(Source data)

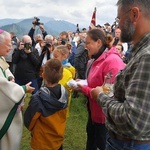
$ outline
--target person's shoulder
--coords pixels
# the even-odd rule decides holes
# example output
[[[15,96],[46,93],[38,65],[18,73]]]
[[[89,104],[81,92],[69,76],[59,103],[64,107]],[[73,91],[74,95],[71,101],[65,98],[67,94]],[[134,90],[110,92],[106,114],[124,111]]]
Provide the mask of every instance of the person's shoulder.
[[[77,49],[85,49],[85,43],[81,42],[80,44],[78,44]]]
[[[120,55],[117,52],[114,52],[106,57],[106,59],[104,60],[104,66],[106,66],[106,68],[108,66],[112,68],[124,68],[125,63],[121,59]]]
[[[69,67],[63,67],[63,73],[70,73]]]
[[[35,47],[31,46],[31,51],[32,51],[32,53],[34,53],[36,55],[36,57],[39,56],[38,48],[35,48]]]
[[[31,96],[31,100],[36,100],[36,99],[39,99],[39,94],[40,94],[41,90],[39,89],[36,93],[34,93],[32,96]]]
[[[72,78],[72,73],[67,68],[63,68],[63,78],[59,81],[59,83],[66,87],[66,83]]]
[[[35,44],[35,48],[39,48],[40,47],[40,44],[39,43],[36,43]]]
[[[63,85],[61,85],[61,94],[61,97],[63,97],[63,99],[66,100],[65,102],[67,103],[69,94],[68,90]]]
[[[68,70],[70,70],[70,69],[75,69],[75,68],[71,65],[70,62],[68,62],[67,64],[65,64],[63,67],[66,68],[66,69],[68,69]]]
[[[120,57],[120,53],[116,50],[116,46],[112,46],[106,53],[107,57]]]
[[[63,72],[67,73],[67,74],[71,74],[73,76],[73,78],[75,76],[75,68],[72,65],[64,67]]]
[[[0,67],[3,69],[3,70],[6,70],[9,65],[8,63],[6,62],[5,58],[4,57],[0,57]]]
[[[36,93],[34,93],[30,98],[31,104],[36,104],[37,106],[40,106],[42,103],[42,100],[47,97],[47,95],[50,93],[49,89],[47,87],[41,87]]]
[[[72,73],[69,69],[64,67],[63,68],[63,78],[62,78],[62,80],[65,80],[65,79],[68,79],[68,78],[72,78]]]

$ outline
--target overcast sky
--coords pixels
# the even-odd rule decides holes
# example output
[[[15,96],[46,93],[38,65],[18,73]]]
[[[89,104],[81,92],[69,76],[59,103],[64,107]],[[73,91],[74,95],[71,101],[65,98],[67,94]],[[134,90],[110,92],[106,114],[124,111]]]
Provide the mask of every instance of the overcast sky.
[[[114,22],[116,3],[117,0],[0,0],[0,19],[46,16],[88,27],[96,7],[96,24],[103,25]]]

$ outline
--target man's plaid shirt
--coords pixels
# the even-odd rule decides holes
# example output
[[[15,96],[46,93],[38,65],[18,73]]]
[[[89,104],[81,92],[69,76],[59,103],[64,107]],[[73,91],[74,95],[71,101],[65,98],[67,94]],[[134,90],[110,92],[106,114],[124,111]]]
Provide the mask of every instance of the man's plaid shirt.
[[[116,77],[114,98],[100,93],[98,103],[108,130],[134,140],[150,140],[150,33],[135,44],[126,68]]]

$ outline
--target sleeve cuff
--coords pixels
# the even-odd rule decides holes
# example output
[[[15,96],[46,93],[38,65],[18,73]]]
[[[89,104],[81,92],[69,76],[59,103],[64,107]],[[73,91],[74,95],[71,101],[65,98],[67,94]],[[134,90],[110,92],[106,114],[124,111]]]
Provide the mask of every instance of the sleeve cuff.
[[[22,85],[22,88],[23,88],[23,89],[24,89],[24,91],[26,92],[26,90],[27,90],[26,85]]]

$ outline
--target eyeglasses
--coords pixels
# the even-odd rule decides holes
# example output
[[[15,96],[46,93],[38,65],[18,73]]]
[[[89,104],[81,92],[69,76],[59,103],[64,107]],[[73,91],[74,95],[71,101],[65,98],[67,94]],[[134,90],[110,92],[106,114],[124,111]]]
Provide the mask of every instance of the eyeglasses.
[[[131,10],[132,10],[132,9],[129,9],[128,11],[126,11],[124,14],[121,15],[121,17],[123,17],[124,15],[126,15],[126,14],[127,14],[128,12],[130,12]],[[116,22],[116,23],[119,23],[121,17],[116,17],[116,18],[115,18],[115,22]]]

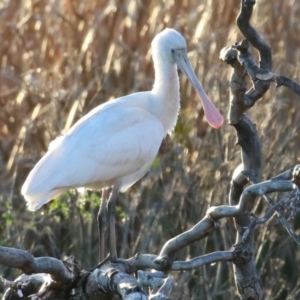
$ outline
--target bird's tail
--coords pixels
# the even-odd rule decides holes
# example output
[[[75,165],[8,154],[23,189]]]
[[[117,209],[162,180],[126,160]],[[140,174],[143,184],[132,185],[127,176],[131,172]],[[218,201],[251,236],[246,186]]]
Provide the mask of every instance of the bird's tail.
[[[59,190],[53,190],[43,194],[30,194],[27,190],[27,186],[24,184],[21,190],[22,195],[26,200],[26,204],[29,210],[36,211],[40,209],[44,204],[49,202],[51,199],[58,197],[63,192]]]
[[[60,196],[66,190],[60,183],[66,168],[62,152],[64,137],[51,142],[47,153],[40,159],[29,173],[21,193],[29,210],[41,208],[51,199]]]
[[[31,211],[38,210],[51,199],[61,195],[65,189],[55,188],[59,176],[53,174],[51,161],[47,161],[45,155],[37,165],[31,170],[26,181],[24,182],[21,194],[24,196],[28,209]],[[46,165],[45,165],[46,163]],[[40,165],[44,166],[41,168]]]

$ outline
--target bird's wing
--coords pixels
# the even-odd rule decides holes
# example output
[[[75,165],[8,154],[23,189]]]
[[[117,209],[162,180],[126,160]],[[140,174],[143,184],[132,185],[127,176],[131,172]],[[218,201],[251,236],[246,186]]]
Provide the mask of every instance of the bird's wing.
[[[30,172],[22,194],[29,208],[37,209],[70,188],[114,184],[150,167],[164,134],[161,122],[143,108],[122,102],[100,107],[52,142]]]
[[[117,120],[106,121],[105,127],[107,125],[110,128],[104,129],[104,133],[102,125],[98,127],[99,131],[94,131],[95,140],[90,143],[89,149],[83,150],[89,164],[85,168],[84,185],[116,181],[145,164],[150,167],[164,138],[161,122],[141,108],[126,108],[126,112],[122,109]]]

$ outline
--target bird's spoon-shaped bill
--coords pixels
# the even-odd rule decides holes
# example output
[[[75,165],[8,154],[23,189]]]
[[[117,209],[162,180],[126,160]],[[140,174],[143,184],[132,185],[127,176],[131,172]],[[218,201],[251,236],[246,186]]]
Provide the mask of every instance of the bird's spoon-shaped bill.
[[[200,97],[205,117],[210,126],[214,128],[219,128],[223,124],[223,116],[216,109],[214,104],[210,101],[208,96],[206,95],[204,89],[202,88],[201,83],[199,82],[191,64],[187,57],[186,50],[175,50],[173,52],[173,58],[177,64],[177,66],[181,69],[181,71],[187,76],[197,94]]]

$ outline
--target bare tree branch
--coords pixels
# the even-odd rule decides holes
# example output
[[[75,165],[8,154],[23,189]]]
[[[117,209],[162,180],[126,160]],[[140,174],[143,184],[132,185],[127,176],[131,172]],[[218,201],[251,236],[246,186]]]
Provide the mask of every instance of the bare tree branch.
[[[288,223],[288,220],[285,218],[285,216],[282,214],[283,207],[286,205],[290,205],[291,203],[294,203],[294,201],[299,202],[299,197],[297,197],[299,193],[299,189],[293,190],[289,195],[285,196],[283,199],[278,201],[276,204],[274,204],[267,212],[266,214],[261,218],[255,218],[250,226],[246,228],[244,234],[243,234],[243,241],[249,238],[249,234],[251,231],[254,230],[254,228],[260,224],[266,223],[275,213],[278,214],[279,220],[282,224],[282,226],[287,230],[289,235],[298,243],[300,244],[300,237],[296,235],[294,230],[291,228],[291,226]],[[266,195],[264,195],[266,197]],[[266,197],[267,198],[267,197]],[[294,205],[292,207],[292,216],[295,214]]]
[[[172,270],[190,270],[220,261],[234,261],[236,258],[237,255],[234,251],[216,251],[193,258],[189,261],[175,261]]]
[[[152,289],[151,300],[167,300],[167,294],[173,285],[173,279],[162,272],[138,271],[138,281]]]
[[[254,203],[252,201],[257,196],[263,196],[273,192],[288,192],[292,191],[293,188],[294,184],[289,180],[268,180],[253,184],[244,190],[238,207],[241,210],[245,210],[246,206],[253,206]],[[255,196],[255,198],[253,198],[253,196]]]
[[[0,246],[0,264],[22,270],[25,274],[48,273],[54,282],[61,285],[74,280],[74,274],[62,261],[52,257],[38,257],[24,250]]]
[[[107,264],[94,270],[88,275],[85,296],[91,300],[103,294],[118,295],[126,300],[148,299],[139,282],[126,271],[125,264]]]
==
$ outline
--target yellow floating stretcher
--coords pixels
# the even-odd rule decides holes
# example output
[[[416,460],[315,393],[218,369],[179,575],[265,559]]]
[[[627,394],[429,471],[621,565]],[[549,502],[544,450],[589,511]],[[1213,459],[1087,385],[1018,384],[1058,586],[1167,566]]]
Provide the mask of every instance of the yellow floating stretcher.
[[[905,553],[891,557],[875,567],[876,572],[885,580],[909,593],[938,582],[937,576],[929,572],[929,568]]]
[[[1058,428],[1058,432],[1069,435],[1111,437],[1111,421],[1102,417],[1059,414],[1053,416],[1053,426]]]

WHAT YOU ARE ASKED TO DO
For the data above, count every line in which the string "target" appears, and answer with the count only.

TASK OUTPUT
10